• _SOURCE PASSAGE_:
----

Going out of town this winter? Traffic, blizzards or spending a long weekend with your crazy uncle may put a damper on the seasonal cheer, but in your haste to come home, make sure you’re not transporting six-legged souvenirs: bed bugs.
A decade ago bed bugs were still the vermin of lore–blood-sucking creepy-crawlies laid to waste by the amazingly effective (and toxic) pesticide DDT.
These pesky insects have made quite the stateside comeback lately. This year bed bug outbreaks have been reported everywhere from homes to office buildings, hotels, stores, schools and hospitals. No less than former president Bill Clinton’s Manhattan offices suffered an outbreak.
|Bed bugs proliferate across cities|
Although the exact cause remains a mystery, the Centers for Disease Control and Prevention and the U.S. Environmental Protection Agency chalk up the resurgence of these tiny terrors to “increased resistance of bed bugs to available pesticides, greater international and domestic travel, lack of knowledge regarding control of bed bugs due to their prolonged absence, and the continuing decline or elimination of effective vector/pest control programs at state and local public health agencies.”
Translation: Bed bugs are great travelers. Every region of the country has been besieged, with bed bugs hitchhiking rides in handbags, the folds of clothes, luggage, planes, trains, cars–even ambulances.
While every major metropolis has reported infestations in 2010 (as well as a rapidly increasing number of smaller towns), some cities have been harder hit than others. We tapped the nation’s two largest pest exterminators, Orkin LLC and Terminix, to find the cities with the worst bed bug infestations. Each company has 400 offices nationwide and compiled a list of the hardest-hit metros, based on the number of calls they’ve received and bed bug jobs performed relative to population. From their lists of the 15 cities with the worst bed bug problems, we then focused in on 13 cited by both.

----

• _PROVIDED DATA_:
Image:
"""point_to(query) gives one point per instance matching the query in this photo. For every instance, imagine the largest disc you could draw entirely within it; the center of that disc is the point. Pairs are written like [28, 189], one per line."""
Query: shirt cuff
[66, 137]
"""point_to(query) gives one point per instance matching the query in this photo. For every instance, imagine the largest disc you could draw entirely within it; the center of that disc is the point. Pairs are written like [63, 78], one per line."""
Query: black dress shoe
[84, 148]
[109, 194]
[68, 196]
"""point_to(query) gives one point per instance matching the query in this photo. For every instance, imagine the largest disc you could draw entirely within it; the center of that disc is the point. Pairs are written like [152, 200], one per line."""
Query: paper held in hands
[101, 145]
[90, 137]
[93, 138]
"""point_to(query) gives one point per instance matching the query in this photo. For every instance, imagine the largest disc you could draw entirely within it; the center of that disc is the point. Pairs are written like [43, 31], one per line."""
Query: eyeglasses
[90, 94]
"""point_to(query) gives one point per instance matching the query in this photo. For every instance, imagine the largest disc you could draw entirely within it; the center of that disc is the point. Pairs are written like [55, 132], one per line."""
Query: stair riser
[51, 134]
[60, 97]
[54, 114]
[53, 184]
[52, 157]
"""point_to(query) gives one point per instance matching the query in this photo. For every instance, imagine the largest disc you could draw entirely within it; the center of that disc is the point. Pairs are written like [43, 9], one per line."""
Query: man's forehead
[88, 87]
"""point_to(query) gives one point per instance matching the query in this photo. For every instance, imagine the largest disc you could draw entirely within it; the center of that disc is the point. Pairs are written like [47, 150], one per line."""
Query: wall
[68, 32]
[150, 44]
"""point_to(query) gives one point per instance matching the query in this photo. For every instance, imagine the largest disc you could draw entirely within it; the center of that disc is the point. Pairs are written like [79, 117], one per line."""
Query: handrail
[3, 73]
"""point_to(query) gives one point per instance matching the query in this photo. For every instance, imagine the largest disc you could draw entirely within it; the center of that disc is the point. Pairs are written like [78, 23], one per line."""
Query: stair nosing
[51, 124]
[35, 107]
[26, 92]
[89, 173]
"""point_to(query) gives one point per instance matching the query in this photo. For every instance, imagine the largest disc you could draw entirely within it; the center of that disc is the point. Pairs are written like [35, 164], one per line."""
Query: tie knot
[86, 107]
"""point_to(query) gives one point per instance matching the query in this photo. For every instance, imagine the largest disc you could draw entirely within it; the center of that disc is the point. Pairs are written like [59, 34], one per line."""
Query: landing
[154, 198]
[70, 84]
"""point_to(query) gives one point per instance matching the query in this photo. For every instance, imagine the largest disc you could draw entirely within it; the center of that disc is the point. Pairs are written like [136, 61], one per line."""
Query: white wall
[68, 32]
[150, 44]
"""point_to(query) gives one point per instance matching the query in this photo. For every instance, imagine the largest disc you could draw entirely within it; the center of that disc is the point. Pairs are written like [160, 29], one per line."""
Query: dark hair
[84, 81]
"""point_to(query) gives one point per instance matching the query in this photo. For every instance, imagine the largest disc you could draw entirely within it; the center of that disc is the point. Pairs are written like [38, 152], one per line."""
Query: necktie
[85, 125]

----

• _TASK GOAL_:
Decide whether each statement agrees with the bed bug article, answering yes or no and quoting the words of the article that settle it. 1. Bill Clinton's Manhattan offices had a bed bug outbreak. 2. The Centers for Disease Control and Prevention and the U.S. Environmental Protection Agency have pinned down the exact cause of the resurgence. 3. The article centered on 13 cities that appeared on both exterminators' lists. The entries play no part in this work.

• _EXERCISE RESULT_:
1. Yes: "No less than former president Bill Clinton’s Manhattan offices suffered an outbreak."
2. No: "Although the exact cause remains a mystery"
3. Yes: "we then focused in on 13 cited by both."